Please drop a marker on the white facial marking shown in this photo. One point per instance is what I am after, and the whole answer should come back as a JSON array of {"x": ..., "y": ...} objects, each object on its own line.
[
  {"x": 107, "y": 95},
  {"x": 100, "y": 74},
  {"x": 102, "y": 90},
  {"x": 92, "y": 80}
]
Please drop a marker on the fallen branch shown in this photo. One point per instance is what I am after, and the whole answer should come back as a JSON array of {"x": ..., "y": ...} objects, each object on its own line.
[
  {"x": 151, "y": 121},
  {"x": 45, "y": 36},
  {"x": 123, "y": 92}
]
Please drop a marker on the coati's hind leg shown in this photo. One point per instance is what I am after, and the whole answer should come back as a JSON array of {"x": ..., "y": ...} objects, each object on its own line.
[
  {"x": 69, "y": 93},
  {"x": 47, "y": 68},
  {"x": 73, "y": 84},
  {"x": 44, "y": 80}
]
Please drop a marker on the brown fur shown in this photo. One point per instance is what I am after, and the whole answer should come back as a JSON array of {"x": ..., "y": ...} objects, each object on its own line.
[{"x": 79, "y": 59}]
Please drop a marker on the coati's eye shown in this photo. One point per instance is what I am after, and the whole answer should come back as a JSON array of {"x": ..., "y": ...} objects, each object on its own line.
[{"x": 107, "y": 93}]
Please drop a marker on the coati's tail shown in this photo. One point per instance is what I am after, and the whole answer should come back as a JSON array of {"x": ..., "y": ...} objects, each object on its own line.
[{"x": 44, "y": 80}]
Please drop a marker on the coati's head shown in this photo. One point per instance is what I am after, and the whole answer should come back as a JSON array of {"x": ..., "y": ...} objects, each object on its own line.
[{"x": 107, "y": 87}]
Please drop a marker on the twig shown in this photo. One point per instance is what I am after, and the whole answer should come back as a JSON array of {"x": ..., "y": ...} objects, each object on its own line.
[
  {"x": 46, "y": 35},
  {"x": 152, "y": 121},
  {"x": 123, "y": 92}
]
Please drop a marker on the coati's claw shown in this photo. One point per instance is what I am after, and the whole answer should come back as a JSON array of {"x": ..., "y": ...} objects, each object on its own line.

-=-=-

Short problem:
Repeat only the stretch of lines that opens with the line containing "Please drop a marker on the coati's tail" and closes with the final line of the entries, both included, exactly as written.

Result:
Please drop a marker on the coati's tail shown in this photo. One point per instance is what I am after, and the whole answer should come back as a JSON array of {"x": ..., "y": ...} objects, each object on its own line.
[{"x": 44, "y": 80}]
Please drop a marker on the coati's head shown in this photo. One point per instance is what I am after, and the whole answer should come back as a JSON array of {"x": ..., "y": ...} objects, each object on its own line.
[{"x": 107, "y": 87}]
Please drop a marker on the twig shown in this photo. One point per instance is what I am after, and the whole answer should come back as a JSON array of {"x": ..., "y": ...} objects, each object on its own line.
[
  {"x": 46, "y": 35},
  {"x": 152, "y": 121},
  {"x": 123, "y": 92}
]
Please drop a marker on the coati's claw shown in this photo. One point per instance is what I am after, and the whole answer should come back as a JSON array of {"x": ..., "y": ...} objects, each object on its own line.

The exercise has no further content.